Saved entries
#####

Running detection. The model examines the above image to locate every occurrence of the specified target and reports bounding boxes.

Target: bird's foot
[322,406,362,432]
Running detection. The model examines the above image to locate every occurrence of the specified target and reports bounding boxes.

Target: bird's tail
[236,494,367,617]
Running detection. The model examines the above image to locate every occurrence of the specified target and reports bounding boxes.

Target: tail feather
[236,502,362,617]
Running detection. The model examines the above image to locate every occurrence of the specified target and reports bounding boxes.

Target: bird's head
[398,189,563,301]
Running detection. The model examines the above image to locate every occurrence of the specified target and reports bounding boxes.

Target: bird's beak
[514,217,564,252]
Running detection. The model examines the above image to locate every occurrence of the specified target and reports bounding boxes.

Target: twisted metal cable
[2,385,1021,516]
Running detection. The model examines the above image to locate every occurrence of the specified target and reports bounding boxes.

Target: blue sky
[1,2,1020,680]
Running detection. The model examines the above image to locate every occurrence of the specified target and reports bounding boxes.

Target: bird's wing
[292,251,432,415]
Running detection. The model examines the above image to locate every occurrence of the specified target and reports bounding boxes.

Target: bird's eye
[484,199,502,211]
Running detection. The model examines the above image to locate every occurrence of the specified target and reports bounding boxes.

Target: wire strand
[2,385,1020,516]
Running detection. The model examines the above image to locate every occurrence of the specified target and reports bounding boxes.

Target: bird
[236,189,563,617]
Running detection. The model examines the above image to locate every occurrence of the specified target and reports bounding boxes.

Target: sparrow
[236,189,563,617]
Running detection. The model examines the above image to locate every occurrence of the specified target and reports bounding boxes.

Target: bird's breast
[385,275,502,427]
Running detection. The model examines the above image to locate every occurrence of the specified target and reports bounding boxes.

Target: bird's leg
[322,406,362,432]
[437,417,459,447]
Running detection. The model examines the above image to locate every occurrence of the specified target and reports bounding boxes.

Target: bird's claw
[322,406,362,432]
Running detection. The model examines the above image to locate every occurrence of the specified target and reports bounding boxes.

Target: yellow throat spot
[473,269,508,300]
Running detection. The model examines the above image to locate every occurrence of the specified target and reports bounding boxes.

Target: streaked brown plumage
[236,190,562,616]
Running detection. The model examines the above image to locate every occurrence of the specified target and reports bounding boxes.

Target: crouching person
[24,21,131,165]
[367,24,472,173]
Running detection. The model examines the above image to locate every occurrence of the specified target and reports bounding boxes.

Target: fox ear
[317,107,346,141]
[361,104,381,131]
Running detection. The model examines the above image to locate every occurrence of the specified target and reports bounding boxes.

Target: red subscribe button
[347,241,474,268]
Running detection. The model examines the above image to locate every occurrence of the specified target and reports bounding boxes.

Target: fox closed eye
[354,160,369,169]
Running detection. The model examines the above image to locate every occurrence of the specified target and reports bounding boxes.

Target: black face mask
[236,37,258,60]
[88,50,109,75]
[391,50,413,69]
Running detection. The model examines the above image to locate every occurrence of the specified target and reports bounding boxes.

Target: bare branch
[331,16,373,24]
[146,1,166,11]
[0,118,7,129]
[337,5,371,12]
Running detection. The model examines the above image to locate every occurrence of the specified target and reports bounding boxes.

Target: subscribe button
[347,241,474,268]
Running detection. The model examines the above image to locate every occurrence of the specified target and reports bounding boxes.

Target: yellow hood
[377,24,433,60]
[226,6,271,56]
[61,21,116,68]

#####

TASK ITEM: Every record, restated word for word, should make up your reply.

EXERCISE RESPONSE:
Running detection. The model examines the above image to locate every occurrence of the specified target and reports bounding boxes.

Target: bird's foot
[322,406,362,432]
Running detection. The model examines the above image to locate every occurrence of the specified target and reports bounding boxes.

Target: bird's tail
[236,494,367,617]
Running detection. The model examines the above image to locate every occurrence of the specified target and reports bounding boxes.

Target: tail feather
[236,502,362,617]
Running detection. The model examines the above image to locate every occurrence of the specified target and reports bounding boxes.

Target: bird's head
[398,189,563,301]
Running detection. The model examines the above image to locate every occurrence of the specified target and reports bounding boxes.

Target: bird's beak
[514,217,564,252]
Running detection. The model examines the above image to locate every occurrence of the specified target and reports bounding boxes.

Target: twisted metal cable
[2,385,1021,516]
Running detection. The model examines the above image to locate every occurrence of the specified target and reports bounding boxes.

Target: blue sky
[1,2,1020,680]
Running detection. The model examines the above image to locate every occurrence of the specified target and reports bounding boxes.

Target: bird's wing
[292,251,432,415]
Running detection. The model examines the above image to locate every occurrence of the specified target and reports bounding boxes.

Target: bird's eye
[484,199,502,211]
Running detection. The model examines the above image to locate every occurrence of the specified target and reports bounding boxes.

Target: wire strand
[2,385,1020,516]
Running detection. The model examines the above image to locate every occurrence of the specified target and reports bounding boxes.

Target: bird
[236,189,563,617]
Running detection. The model examines the above image to locate every occurrence of the specified target and reports bounding boxes.

Target: sparrow
[236,189,563,617]
Running detection. The model examines the above image to locate every occurrence of the specified target and reports bounding boxes.

Target: bird's breast
[385,275,502,427]
Running detection. The model examines the above image to locate every occurrence of the specified target and reports bounding boxes.

Target: bird's leg
[322,406,362,432]
[437,417,459,447]
Running detection. The model examines the above image to locate every occurrence of the specified target and reports bounding boxes.

Target: bird's claw
[322,406,362,432]
Running detection. The model examines the above image to locate every occurrence of the specified target and reports bounding boxes.

Target: yellow throat spot
[473,269,508,300]
Running detection. The model examines the above image to locate every occurrence of the specified target and reports bounding boxes.

Target: streaked brown plumage
[236,190,562,616]
Running detection. The model examines the above image to locate every occurrence of the specified target and reports bounding boxes.

Target: crouching person
[24,21,131,165]
[367,24,472,173]
Running detection. The model examines the above image to locate every occurrence of the specified target and reports bounding boxes.

Target: fox ear
[317,107,346,141]
[361,104,381,131]
Running detection. The model examines the above image to locate every occurrence of the specified target and reports bounding boxes.

Target: red subscribe button
[347,241,474,268]
Running detection. The model examines the above image to locate every occurrence of the specified target and reports bounding boxes.

Target: fox closed eye
[354,160,369,169]
Running detection. The model examines the above image to locate every occurrence of the specified target and reports bounding boxes.

Target: black face mask
[236,37,258,60]
[88,50,109,75]
[391,50,413,69]
Running detection. The model examines the above image to locate every occurrence of the specified target and reports bounding boxes.

Target: bare branch
[331,16,373,24]
[146,1,166,11]
[0,118,7,129]
[337,5,371,12]
Running detection. The model examines the above image to locate every occurrence of the specified target and reports bounding boxes.

Target: subscribe button
[347,241,474,268]
Running detection. The model examines the above image to locate every occurrence of the specified target and reports bounding boxes.

Target: yellow hood
[377,24,433,60]
[226,6,271,56]
[61,21,116,68]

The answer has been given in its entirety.